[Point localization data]
>>>>>

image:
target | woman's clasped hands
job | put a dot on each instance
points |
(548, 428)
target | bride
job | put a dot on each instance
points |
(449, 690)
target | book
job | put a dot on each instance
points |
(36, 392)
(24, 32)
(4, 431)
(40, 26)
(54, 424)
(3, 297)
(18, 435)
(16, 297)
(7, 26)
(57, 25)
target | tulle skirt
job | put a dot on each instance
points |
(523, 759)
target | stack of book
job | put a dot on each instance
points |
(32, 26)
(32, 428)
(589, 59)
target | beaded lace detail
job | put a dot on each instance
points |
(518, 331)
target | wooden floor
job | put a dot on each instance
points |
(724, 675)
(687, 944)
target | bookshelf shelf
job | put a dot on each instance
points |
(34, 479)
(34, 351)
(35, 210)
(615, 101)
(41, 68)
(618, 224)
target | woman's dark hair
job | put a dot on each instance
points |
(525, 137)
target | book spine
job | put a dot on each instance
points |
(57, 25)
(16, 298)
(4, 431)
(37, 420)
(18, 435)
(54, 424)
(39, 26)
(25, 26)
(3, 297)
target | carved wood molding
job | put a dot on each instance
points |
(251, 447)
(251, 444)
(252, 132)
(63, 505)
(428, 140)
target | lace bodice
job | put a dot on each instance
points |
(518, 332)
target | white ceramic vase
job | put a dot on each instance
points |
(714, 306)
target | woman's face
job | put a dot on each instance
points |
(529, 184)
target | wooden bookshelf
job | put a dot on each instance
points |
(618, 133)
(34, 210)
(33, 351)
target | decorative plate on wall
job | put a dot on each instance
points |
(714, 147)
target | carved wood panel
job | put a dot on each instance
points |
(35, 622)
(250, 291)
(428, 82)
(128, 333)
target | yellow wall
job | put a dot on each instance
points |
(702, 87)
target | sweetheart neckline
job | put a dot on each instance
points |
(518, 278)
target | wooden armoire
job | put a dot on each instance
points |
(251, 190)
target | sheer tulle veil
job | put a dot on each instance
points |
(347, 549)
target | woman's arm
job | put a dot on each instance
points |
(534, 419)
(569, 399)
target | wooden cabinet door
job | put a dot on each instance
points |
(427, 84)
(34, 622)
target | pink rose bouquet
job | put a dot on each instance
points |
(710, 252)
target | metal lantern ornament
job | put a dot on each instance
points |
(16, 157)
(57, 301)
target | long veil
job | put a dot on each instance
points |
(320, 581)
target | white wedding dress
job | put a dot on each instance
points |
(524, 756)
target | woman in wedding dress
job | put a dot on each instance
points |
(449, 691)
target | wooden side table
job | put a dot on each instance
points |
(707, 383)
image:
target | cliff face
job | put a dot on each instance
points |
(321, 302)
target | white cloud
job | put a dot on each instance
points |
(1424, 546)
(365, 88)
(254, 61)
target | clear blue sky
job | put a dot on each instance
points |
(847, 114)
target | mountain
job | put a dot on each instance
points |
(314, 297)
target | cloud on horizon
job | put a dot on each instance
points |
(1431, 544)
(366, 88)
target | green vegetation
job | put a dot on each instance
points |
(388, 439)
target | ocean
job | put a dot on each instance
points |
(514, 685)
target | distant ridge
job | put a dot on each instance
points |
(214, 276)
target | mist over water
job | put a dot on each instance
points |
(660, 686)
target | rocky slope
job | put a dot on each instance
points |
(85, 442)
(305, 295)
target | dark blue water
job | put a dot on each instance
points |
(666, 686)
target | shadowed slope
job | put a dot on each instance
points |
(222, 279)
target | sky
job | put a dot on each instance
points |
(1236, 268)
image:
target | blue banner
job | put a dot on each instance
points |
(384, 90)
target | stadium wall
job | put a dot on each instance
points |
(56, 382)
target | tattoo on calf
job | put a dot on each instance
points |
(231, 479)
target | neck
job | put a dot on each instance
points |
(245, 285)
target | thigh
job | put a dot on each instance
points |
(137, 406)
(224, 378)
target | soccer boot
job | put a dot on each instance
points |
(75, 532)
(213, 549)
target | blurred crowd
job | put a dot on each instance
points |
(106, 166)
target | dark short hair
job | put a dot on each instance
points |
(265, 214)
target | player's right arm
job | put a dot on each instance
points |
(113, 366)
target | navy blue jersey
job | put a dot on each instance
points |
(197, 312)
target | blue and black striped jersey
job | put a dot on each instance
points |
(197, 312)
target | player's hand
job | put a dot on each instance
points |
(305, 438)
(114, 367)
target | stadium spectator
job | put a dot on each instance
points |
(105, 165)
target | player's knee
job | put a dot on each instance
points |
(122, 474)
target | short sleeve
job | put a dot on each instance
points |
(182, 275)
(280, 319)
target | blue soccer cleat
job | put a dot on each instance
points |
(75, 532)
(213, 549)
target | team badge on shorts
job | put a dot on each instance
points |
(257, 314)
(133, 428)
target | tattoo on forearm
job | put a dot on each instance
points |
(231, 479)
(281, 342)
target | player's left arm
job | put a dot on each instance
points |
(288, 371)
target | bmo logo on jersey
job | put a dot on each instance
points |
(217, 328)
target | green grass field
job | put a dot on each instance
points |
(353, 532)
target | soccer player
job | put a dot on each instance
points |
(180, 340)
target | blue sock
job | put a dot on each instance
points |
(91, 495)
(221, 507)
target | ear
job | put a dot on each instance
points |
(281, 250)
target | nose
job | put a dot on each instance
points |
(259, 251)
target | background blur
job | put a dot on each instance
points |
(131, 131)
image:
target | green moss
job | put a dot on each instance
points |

<<<<<

## [WHAT IS EXPECTED]
Task for the records above: copy every line in which the word "wall" occurs.

## [ANSWER SECTION]
target | decorative plate on wall
target | yellow wall
target | stadium wall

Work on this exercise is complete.